[READING TEXT]:
━━━━━━━━━━━━━━━━━━━━━━━━━━━━━━

Figure 6: Context sharing across agents preserves and improves assets through iterative refinement.
Visual Critique and Verification
The critic and verification agents leverage VLMs to provide automatic visual feedback and ensure that code modifications align with user intent and prompt specifications. This loop enables high fidelity to input and robust error correction.
Figure 7: Verification agent ensures that all critiques are addressed, requiring multiple iterations if necessary.
Empirical Results and Evaluation
Generality and Versatility
LL3M demonstrates the ability to generate assets across a wide range of categories (vehicles, instruments, animals, scenes) with detailed geometry, textures, materials, and hierarchical relationships.
Figure 8: Gallery of results showcasing diverse, detailed, and editable 3D assets generated via Blender code.
Fidelity and Iterative Creation
The system exhibits high fidelity to user prompts, with the auto-refinement phase correcting implausible configurations and the user-guided phase enabling precise, iterative edits. Approximately 59% of user edits are achieved with a single instruction; more complex spatial edits require 3–4 follow-up prompts.
Figure 9: Iterative creation allows for successive, targeted edits while preserving asset identity.

━━━━━━━━━━━━━━━━━━━━━━━━━━━━━━

[Text-to-region grounding data]:

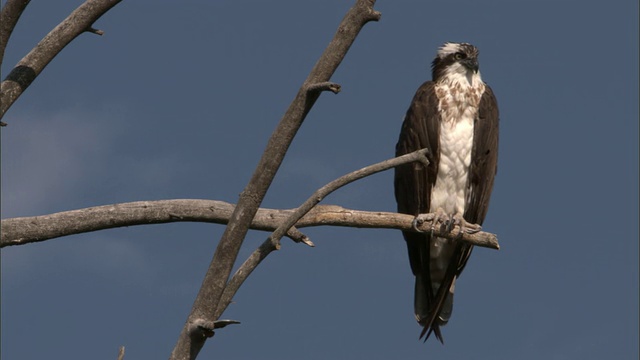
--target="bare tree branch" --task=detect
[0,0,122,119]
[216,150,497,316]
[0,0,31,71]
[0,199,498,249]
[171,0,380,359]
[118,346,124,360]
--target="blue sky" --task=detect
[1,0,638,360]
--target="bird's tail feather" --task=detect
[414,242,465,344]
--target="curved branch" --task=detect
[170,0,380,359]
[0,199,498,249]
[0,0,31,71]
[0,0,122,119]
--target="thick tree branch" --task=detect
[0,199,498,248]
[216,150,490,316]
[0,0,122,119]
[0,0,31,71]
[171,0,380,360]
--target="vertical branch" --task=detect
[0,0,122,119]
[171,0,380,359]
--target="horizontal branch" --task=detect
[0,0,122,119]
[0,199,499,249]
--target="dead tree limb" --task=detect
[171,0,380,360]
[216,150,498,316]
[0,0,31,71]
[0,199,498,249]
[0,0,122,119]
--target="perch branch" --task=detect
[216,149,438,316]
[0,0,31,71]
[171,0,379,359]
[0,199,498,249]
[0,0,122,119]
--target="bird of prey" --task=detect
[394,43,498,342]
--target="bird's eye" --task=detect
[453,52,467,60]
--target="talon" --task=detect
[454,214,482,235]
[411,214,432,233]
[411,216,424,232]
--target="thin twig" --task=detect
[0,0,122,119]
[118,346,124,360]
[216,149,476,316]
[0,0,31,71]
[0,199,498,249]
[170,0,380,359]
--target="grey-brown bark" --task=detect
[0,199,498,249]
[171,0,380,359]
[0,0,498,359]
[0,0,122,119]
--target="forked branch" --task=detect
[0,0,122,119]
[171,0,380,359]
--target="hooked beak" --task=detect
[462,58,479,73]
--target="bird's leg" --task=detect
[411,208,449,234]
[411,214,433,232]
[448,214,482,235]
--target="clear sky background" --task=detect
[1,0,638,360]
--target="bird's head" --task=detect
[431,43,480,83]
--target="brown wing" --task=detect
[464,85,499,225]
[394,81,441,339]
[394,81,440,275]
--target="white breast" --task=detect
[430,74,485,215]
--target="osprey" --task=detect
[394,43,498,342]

━━━━━━━━━━━━━━━━━━━━━━━━━━━━━━

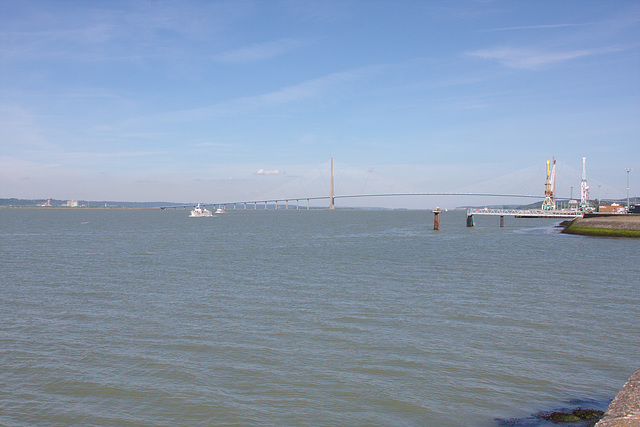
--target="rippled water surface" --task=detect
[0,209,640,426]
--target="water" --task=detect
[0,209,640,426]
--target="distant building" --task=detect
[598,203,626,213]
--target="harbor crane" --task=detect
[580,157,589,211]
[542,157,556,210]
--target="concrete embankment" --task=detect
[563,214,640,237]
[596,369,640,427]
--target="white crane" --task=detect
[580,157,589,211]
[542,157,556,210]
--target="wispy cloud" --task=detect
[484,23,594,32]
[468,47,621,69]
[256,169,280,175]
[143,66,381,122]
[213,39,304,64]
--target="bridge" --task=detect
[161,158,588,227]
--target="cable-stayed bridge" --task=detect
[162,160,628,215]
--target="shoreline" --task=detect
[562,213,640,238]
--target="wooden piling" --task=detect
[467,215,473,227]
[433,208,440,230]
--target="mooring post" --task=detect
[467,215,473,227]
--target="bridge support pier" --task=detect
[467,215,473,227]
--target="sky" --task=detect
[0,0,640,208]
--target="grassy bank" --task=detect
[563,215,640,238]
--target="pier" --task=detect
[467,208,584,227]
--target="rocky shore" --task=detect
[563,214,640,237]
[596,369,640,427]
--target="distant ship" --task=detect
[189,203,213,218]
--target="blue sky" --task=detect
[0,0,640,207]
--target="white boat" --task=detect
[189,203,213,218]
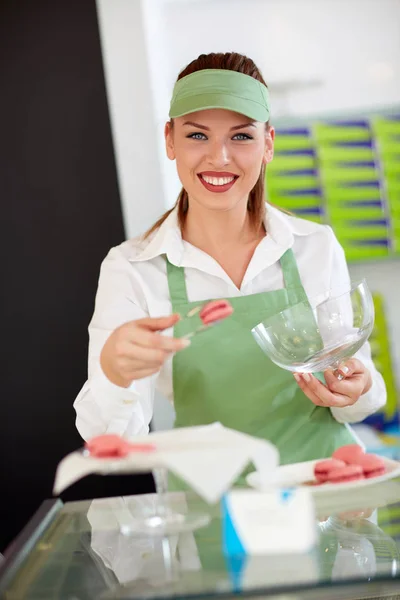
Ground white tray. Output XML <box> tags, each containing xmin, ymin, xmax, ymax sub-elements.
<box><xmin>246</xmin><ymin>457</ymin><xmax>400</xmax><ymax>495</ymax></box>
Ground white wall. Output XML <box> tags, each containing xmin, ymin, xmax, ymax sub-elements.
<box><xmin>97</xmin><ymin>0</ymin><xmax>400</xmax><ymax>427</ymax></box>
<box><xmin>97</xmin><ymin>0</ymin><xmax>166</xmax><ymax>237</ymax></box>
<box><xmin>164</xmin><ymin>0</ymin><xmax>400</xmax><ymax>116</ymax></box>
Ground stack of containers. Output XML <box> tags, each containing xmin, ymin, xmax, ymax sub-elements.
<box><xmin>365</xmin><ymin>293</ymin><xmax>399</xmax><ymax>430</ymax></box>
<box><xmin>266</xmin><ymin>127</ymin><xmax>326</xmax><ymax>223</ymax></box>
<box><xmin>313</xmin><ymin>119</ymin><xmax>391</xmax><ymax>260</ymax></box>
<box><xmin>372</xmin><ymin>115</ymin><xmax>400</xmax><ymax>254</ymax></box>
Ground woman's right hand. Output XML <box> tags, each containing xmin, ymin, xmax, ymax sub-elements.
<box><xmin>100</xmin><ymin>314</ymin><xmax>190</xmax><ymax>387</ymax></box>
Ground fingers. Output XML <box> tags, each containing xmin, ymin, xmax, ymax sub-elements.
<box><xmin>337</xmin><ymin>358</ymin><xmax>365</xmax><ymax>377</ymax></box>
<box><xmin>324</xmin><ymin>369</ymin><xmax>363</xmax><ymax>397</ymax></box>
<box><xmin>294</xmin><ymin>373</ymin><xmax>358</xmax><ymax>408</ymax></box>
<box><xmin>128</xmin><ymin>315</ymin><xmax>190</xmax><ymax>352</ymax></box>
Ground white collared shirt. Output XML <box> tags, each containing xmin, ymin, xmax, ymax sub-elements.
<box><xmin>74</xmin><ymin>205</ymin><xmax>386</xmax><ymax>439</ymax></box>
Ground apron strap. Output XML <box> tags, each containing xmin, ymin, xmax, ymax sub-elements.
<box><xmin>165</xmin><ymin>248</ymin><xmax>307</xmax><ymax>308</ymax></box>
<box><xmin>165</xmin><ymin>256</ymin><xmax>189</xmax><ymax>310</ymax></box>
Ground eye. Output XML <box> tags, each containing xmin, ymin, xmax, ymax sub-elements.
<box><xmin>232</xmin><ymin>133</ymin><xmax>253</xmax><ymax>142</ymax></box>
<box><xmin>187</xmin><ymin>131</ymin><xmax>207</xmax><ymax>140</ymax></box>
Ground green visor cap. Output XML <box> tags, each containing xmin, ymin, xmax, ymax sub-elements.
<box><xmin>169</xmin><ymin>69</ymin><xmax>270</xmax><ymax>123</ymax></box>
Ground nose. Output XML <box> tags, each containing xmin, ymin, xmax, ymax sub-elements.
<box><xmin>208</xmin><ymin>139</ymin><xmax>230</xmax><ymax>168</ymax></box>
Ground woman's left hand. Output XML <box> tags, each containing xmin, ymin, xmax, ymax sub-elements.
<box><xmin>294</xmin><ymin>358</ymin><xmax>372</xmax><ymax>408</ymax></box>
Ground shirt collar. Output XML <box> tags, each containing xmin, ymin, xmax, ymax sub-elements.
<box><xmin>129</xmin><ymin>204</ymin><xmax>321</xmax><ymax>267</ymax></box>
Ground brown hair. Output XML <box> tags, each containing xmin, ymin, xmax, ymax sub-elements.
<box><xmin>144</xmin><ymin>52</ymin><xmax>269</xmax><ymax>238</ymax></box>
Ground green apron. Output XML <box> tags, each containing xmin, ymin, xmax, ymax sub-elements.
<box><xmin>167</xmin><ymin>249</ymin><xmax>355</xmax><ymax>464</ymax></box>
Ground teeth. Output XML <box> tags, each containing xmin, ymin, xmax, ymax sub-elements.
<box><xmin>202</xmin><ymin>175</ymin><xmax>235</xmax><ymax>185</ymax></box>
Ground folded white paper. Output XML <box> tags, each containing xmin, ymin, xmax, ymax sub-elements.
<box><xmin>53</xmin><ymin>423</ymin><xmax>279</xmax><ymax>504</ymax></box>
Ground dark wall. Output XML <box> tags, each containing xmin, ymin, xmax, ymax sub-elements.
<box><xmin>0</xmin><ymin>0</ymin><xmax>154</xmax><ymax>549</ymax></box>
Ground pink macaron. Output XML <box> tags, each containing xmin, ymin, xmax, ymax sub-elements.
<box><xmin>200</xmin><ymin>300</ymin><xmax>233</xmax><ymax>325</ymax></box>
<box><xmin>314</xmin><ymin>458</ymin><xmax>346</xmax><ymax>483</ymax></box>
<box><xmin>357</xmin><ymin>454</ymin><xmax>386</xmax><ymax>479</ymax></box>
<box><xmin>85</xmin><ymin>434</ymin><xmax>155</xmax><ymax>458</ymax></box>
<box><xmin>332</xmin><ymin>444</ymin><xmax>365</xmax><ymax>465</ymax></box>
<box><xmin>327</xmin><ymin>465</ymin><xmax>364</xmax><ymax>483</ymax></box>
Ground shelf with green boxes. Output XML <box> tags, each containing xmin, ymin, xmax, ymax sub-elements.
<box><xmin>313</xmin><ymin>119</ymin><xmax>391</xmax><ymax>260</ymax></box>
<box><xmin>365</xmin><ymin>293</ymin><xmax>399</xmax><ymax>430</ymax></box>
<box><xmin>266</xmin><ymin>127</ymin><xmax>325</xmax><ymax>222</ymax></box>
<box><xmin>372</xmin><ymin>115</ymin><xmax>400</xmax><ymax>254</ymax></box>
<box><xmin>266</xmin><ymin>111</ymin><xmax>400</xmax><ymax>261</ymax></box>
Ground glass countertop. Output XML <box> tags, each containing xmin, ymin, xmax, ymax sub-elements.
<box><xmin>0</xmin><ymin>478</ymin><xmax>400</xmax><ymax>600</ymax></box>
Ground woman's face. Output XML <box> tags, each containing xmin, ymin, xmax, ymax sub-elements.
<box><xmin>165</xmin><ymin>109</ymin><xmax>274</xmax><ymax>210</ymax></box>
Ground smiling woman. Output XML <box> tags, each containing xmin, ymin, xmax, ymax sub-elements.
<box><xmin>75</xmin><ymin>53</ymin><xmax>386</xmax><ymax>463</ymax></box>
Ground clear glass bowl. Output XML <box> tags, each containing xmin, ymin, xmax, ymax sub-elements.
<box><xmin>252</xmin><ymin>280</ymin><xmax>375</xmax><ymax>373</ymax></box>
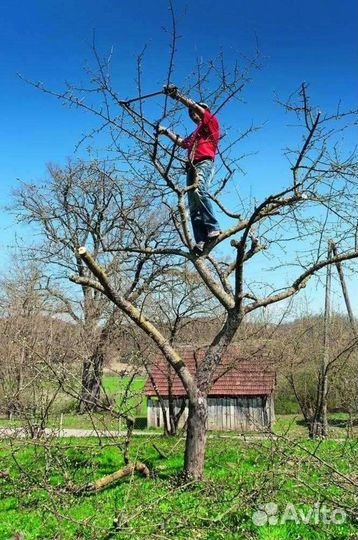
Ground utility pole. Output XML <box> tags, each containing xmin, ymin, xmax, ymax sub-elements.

━━━━━━━━━━━━━━━━━━━━━━━━━━━━━━

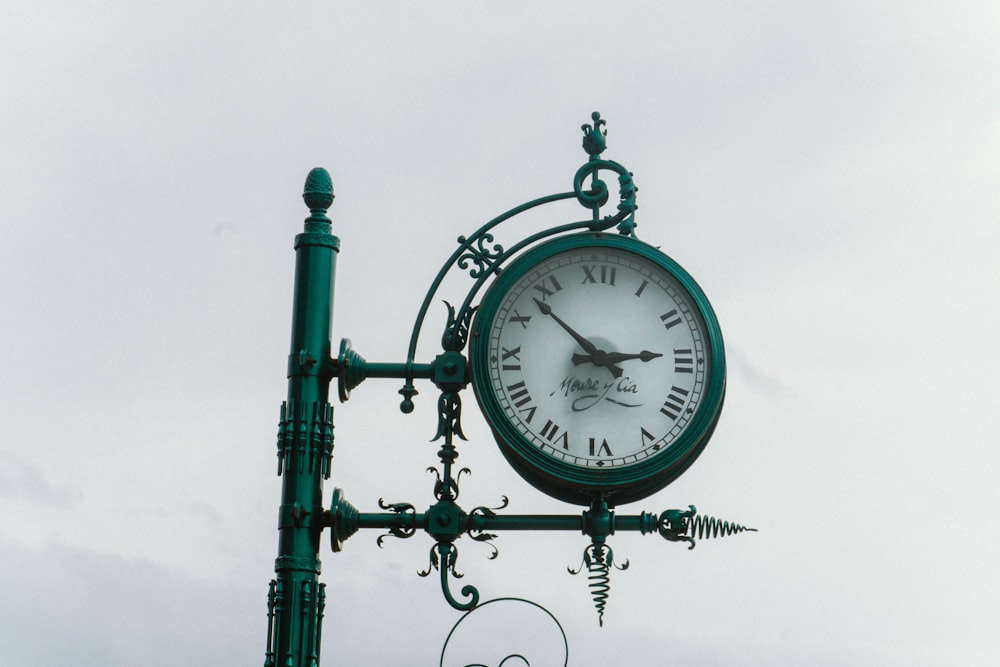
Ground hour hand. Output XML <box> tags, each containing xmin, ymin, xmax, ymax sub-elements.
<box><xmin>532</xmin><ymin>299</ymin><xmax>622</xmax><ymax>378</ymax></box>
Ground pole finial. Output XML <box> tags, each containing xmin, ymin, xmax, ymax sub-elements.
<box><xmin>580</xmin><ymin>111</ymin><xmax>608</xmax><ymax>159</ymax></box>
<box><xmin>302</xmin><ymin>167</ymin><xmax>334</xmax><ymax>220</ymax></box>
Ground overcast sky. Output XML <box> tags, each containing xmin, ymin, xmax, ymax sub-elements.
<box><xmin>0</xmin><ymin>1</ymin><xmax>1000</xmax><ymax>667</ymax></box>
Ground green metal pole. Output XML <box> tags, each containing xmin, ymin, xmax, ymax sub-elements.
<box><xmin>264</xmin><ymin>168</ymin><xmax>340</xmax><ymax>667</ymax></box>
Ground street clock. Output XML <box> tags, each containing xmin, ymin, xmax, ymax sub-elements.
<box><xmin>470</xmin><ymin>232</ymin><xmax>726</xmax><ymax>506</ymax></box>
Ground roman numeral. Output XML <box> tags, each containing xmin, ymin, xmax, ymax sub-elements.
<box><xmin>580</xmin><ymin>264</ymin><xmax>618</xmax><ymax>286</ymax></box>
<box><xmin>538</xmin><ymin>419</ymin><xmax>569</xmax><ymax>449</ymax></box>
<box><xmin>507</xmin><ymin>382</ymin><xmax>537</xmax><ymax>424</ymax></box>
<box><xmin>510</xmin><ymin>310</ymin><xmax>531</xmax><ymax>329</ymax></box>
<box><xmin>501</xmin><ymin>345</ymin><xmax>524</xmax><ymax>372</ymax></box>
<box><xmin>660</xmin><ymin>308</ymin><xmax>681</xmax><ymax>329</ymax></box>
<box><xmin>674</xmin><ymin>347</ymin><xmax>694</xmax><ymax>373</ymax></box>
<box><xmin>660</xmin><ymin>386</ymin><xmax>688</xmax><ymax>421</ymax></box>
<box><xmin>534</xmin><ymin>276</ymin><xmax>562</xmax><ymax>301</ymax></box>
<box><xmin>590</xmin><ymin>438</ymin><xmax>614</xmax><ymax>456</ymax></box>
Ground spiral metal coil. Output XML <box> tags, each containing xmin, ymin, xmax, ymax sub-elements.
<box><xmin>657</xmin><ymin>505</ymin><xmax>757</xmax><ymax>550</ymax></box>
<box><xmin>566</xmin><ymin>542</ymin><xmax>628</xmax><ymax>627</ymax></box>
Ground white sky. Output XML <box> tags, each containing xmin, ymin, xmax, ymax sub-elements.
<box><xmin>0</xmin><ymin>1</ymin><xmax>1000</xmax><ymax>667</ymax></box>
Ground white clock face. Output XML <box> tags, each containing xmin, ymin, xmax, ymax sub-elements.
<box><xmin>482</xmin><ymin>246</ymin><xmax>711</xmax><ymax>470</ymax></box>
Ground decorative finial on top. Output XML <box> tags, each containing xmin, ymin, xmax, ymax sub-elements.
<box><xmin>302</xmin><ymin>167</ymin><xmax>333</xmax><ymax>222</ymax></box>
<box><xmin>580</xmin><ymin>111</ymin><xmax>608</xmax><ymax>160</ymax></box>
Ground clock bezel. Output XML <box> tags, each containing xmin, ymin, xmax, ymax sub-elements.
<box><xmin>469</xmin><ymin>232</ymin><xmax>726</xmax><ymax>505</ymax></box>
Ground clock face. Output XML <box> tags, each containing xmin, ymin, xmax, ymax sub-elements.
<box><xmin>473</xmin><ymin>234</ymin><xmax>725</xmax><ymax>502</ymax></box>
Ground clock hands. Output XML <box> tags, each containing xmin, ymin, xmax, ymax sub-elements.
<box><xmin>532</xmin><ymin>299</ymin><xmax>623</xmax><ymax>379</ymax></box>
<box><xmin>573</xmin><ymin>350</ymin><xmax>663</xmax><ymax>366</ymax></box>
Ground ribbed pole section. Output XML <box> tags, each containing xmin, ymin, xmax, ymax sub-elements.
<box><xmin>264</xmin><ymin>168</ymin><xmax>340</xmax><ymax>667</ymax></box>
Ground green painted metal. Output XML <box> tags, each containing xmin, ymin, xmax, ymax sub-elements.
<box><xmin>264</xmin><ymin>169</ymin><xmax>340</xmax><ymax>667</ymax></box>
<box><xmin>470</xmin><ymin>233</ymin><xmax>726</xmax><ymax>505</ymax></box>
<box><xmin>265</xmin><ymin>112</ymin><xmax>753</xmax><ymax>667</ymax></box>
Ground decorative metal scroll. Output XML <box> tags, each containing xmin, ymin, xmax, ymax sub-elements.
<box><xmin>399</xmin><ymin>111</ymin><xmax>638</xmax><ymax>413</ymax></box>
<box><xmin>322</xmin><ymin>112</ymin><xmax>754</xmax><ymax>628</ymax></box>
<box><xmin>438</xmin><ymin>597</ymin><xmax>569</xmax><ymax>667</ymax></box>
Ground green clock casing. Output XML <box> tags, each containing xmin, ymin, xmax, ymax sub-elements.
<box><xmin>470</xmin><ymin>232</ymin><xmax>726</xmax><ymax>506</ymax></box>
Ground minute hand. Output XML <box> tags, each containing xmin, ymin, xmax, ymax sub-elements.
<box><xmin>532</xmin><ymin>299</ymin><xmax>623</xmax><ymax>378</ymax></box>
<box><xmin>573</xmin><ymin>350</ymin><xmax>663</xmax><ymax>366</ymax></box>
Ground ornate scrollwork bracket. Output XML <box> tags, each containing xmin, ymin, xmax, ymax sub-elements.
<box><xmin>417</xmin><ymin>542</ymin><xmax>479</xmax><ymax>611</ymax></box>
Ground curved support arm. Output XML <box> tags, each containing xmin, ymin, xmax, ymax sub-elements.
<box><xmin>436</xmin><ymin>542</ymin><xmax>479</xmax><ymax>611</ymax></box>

━━━━━━━━━━━━━━━━━━━━━━━━━━━━━━

[PROBLEM SET]:
(a) For each statement below, say whether it agrees with the LL3M excerpt, answering yes or no and quoting the words from the excerpt that decide it.
(i) About 59% of user edits are accomplished with one instruction.
(ii) The critic and verification agents work without any visual models.
(iii) More complex spatial edits are completed in a single prompt.
(b) Write out the part of the LL3M excerpt from "Figure 6: Context" up to and including "robust error correction.".

[RESULTS IN ORDER]:
(a)
(i) Yes: "Approximately 59% of user edits are achieved with a single instruction"
(ii) No: "The critic and verification agents leverage VLMs to provide automatic visual feedback"
(iii) No: "more complex spatial edits require 3–4 follow-up prompts"

(b)
Figure 6: Context sharing across agents preserves and improves assets through iterative refinement.
Visual Critique and Verification
The critic and verification agents leverage VLMs to provide automatic visual feedback and ensure that code modifications align with user intent and prompt specifications. This loop enables high fidelity to input and robust error correction.